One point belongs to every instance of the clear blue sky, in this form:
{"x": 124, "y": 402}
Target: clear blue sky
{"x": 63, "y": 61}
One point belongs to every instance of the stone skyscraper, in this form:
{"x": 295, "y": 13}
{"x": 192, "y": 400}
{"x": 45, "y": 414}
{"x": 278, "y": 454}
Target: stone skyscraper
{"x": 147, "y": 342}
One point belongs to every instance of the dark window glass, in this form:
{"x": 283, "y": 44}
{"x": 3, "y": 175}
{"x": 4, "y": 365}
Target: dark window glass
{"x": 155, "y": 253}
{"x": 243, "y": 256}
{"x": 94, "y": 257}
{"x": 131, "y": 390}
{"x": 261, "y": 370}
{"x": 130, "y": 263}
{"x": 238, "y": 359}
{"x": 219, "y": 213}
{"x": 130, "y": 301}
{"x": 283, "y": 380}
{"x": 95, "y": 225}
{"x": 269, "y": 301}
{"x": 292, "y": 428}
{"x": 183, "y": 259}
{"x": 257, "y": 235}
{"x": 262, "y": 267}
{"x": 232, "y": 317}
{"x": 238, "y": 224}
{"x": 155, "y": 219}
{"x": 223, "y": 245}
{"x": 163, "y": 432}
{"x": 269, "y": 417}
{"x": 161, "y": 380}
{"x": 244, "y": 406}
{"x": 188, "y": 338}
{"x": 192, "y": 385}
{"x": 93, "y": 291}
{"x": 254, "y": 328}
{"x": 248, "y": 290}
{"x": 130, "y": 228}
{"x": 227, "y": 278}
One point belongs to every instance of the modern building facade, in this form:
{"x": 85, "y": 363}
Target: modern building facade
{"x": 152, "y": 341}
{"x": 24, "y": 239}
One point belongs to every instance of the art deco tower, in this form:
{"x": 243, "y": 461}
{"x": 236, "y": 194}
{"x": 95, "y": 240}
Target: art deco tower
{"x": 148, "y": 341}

Task brief: Report every line of the preceding listing where the string "instance" occurs.

Answer to this task:
One point belongs to every instance of the clear blue sky, in this form:
One point belongs to every instance of the stone skyscraper, in this form:
One point belongs to every instance of the dark window glass, in this form:
One point belongs to every instance of the modern building facade, in this form:
One point belongs to every instance of the art deco tower, in this form:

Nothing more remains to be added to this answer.